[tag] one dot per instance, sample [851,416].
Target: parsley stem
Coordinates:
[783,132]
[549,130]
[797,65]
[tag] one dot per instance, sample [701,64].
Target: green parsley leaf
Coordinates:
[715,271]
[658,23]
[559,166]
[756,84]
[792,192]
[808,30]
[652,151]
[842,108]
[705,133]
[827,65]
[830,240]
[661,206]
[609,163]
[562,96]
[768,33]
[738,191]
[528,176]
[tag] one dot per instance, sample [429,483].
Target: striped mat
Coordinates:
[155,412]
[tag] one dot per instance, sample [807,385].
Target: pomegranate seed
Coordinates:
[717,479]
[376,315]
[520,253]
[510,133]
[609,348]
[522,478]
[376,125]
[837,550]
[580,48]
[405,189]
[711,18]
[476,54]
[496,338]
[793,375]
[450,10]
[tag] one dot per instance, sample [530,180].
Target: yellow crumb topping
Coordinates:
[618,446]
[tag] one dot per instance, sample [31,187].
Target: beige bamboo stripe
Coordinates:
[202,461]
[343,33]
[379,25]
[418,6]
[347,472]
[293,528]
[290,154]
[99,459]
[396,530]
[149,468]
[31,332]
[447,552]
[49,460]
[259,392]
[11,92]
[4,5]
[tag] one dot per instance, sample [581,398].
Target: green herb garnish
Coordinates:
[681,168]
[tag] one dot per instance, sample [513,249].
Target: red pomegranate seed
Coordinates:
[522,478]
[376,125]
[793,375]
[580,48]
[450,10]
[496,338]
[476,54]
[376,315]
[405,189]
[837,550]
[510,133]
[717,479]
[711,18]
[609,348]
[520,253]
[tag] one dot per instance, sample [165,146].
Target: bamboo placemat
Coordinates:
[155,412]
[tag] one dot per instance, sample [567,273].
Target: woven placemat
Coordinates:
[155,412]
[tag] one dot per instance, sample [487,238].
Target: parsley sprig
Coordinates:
--
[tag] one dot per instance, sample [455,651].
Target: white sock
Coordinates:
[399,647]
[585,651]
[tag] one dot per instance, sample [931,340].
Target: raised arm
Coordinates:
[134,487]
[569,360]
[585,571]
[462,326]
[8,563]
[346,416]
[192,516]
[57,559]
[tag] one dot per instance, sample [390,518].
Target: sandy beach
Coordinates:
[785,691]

* **Written problem**
Find every line in the records above that contains the string "pomegranate" and copy each one in full. The match is case-sensitive.

* **Task output**
Target: pomegranate seed
Target: red pomegranate seed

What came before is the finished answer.